Short problem - Tally the lines in the listing below that contain the string "foot", treating uppercase and lowercase letters as distinct. Reply with the number alone.
.....
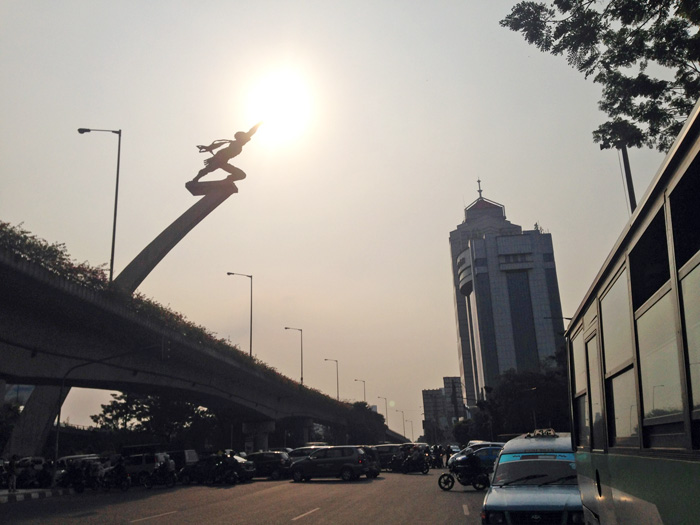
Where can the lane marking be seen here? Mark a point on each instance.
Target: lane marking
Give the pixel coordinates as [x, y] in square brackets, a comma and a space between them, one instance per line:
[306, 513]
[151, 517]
.....
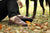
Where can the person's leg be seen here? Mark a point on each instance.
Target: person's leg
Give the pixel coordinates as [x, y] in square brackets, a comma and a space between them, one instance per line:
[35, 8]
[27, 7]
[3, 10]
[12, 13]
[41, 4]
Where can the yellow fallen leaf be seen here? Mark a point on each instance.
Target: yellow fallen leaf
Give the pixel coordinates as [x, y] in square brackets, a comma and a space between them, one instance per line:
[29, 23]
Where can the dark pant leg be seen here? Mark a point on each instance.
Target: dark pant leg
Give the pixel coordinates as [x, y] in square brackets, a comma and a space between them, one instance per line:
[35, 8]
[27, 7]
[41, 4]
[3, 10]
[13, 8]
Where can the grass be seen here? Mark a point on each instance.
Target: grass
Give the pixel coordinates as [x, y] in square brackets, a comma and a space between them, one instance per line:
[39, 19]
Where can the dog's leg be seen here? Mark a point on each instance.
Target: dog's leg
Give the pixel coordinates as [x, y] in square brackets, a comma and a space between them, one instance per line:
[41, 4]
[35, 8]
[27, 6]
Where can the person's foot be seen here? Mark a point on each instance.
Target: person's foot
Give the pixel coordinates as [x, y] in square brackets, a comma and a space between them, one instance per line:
.....
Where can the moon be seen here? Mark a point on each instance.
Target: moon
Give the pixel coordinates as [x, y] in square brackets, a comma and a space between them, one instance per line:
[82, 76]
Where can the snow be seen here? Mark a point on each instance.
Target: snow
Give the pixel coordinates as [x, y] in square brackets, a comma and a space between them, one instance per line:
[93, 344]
.....
Answer for the task - 2